------ Input data
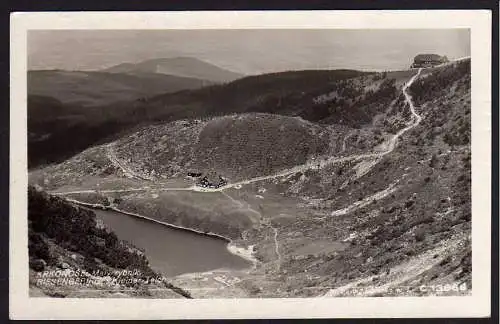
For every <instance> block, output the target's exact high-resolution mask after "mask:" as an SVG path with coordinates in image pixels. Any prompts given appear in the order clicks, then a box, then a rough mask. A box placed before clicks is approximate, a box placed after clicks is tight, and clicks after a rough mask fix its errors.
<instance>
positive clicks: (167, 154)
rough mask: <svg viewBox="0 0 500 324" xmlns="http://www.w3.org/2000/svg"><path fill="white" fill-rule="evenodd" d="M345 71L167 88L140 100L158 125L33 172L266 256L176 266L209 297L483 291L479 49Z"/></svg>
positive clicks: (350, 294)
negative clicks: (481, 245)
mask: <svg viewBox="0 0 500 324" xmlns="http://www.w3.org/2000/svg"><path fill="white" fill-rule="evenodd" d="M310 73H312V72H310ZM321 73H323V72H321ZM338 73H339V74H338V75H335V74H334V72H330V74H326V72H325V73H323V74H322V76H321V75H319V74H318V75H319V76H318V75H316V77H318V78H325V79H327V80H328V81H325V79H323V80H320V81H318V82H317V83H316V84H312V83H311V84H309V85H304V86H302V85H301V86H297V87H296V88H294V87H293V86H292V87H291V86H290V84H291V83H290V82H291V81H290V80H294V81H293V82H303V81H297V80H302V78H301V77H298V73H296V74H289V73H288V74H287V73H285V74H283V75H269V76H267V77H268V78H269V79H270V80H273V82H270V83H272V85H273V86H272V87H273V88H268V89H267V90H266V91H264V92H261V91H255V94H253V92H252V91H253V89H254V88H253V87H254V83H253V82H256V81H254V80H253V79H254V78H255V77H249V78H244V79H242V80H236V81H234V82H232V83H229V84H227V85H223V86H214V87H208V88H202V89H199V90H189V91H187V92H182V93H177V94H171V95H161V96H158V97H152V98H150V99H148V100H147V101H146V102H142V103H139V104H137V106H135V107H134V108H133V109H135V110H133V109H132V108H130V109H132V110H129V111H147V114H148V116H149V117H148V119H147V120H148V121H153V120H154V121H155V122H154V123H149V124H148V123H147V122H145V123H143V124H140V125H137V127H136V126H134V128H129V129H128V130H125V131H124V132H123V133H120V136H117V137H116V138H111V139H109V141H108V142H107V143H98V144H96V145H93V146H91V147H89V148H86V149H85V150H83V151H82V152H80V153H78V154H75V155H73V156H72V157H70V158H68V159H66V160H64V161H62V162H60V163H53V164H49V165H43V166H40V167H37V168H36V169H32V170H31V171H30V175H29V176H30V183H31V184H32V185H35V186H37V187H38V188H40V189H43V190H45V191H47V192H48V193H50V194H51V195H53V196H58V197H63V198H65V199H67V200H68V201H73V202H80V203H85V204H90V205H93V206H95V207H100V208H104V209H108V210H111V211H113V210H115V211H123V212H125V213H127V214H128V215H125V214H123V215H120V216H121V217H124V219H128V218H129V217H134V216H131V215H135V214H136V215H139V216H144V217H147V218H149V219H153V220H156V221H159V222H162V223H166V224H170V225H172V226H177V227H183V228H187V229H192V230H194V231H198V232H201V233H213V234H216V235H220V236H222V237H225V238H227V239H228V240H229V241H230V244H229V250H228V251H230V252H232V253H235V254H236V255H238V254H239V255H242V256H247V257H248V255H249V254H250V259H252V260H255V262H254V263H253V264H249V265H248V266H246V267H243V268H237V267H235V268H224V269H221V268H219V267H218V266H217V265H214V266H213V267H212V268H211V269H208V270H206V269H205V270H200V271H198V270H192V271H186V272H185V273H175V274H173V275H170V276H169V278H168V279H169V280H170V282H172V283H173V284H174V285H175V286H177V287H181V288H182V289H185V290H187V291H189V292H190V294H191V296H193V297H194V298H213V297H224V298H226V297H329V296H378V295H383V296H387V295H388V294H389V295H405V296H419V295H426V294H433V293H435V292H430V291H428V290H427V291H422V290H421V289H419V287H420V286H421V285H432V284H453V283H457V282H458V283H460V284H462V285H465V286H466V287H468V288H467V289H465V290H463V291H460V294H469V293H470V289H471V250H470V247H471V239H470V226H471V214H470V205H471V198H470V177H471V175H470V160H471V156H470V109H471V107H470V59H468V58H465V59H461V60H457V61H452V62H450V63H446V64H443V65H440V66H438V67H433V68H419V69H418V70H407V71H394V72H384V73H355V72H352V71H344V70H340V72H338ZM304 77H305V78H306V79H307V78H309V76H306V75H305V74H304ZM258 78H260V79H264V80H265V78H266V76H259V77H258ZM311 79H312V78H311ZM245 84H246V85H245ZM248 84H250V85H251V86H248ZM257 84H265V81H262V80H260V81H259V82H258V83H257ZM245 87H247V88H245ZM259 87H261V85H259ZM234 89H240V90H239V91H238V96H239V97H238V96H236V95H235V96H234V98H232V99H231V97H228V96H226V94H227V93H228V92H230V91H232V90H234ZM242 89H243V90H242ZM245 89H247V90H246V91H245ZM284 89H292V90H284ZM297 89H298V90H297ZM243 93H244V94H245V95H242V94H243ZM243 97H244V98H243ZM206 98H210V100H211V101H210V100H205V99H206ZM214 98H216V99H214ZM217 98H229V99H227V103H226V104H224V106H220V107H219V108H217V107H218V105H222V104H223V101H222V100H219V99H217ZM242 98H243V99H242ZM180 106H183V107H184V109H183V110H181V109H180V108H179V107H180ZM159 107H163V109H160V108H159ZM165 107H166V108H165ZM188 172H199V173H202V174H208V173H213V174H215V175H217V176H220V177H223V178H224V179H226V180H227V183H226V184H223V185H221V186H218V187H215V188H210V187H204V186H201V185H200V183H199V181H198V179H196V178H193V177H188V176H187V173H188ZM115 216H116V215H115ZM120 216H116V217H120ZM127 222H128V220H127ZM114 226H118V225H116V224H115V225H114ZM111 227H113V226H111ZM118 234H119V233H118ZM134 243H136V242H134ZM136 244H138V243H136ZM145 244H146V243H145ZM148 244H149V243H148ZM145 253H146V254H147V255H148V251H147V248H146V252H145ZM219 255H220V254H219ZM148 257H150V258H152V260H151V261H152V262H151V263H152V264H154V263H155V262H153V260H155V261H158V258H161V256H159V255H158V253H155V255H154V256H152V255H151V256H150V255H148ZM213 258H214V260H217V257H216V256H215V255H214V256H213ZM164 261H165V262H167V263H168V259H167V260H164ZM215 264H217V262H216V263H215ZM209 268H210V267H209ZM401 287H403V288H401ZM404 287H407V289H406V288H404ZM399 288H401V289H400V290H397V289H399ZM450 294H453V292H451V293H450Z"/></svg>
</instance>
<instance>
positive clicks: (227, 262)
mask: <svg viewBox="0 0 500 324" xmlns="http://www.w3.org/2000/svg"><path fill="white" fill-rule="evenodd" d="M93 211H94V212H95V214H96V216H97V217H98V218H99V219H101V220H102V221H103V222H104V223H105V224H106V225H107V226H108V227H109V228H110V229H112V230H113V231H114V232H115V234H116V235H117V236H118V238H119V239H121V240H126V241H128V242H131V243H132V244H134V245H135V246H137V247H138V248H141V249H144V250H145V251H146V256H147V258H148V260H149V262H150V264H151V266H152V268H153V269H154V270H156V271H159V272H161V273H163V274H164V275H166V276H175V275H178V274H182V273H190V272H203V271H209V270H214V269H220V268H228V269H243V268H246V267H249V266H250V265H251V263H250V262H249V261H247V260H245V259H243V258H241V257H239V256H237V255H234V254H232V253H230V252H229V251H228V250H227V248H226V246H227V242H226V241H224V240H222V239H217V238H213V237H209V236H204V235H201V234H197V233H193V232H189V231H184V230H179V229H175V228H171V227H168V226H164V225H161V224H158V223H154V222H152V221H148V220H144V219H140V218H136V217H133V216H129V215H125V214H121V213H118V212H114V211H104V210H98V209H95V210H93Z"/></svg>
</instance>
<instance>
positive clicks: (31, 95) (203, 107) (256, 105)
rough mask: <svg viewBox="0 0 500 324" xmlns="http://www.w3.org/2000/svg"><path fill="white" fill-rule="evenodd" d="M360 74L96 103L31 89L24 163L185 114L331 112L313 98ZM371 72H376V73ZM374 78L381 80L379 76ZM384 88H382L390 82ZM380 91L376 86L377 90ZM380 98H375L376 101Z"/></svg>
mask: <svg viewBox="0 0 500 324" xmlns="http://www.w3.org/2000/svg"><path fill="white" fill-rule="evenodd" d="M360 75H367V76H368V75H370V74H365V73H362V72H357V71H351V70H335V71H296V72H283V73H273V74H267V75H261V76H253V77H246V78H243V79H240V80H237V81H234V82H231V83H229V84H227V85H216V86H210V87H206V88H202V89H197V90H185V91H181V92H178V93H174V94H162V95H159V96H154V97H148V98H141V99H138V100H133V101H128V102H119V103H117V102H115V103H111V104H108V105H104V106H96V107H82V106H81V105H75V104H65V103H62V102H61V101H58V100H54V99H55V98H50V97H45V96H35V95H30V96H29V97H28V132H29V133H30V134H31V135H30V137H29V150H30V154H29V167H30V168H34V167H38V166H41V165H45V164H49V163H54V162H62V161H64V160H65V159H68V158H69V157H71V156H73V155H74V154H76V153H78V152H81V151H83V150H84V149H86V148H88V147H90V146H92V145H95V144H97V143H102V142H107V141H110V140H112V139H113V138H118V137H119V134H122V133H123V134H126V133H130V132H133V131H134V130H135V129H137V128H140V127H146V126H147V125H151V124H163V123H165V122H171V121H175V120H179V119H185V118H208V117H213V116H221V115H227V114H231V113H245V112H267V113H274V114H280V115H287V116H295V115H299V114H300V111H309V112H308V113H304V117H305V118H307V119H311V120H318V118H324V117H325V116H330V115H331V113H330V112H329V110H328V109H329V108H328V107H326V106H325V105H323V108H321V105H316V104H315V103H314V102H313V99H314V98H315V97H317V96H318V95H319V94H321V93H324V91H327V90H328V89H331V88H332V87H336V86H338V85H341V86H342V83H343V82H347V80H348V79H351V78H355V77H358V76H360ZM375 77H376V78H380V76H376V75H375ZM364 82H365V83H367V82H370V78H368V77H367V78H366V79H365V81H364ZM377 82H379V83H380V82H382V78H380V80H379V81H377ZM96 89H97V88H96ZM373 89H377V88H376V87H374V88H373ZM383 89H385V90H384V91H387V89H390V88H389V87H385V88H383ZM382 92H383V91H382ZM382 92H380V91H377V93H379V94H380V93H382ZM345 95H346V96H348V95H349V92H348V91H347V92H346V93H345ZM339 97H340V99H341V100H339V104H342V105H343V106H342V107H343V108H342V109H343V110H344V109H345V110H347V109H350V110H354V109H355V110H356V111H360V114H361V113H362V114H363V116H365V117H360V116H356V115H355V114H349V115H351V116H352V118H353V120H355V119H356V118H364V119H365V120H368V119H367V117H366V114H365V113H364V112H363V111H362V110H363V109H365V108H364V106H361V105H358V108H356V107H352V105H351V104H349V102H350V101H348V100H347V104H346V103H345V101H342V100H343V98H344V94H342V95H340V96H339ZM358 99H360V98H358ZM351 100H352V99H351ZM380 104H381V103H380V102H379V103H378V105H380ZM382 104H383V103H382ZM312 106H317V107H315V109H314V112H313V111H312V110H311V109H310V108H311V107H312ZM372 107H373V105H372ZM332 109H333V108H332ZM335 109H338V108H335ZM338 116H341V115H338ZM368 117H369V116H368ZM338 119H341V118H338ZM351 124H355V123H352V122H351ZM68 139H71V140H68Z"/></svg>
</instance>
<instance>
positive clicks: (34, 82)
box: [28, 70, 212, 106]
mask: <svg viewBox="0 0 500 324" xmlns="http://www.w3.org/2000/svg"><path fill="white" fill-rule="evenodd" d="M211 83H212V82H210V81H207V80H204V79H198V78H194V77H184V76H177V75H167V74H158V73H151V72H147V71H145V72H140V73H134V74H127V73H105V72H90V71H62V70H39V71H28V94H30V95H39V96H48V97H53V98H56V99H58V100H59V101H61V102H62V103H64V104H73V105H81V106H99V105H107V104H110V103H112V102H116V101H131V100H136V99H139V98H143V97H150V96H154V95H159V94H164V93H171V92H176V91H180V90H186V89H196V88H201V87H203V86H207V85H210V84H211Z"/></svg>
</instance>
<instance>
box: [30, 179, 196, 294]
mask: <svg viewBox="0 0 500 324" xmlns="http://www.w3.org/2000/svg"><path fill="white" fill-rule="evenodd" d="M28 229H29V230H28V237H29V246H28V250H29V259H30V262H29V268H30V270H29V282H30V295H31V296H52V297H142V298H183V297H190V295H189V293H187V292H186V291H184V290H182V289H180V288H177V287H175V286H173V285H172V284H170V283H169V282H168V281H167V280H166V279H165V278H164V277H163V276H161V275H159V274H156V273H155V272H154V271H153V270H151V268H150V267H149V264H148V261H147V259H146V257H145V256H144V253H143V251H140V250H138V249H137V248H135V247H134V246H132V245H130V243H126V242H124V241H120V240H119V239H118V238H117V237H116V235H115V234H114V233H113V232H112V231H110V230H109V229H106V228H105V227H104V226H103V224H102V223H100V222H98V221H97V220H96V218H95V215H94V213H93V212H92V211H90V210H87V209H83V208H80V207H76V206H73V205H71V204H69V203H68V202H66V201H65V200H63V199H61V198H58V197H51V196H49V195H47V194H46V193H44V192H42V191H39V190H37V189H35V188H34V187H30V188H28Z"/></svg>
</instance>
------------
------ Input data
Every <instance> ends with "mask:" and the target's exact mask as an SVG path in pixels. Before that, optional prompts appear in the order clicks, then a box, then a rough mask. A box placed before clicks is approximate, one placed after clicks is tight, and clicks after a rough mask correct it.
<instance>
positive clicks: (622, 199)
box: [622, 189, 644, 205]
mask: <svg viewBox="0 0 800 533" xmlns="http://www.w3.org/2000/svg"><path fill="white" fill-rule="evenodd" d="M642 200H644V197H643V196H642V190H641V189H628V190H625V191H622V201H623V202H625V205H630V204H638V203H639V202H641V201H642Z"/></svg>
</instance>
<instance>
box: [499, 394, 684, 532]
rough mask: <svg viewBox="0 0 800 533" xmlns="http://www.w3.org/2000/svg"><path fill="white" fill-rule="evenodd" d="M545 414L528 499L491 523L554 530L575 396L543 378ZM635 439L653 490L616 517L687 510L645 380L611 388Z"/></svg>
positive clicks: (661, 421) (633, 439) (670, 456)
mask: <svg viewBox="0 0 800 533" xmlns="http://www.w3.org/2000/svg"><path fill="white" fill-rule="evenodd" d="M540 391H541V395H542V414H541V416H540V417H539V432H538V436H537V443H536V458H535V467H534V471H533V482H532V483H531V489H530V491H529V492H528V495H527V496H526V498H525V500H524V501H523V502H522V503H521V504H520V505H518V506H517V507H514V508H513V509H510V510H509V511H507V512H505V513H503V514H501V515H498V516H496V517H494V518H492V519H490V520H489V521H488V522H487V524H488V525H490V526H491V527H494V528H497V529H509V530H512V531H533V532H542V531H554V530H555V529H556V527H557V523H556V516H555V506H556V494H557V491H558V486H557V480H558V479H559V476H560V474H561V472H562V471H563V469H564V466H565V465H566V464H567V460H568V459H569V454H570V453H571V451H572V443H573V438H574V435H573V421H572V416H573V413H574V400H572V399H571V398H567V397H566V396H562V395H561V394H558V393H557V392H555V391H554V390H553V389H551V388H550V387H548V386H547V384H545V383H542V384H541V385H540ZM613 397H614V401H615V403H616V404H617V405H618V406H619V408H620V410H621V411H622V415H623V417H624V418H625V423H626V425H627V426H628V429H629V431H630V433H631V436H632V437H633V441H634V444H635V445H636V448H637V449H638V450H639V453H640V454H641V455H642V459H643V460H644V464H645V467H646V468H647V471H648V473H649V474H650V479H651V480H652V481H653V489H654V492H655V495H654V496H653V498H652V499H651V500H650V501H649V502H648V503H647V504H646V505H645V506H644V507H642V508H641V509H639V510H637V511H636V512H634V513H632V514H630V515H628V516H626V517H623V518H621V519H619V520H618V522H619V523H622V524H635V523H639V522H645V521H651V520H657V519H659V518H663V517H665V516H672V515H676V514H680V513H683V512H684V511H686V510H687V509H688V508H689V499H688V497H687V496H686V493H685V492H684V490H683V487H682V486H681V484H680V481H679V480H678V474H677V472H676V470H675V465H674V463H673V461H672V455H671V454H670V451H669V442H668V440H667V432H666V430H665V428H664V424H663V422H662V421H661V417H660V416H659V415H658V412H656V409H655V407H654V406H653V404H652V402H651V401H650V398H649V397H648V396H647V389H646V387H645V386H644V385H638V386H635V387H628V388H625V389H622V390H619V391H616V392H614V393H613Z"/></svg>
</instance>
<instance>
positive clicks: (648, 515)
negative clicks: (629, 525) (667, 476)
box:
------------
Request:
Can you give back the lines starting at the one that contains "For every <instance>" and ending at the one that contains "positive clicks: (350, 294)", with "rough mask" switched to "coarse mask" and all else left unchanged?

Solution to this problem:
For every <instance> block, output the target's exact high-resolution mask after "mask:" as an SVG path with coordinates in image pixels. Any prompts given appear in the order clicks, then a box, then a coarse mask. A box placed before clicks is approximate, a box placed after clicks is tight, and clicks after a coarse mask fix its errors.
<instance>
positive clicks: (167, 154)
coarse mask: <svg viewBox="0 0 500 324" xmlns="http://www.w3.org/2000/svg"><path fill="white" fill-rule="evenodd" d="M345 71L167 88L140 100L158 125L33 172L266 256L176 266L209 297L483 291L479 49Z"/></svg>
positive clicks: (350, 294)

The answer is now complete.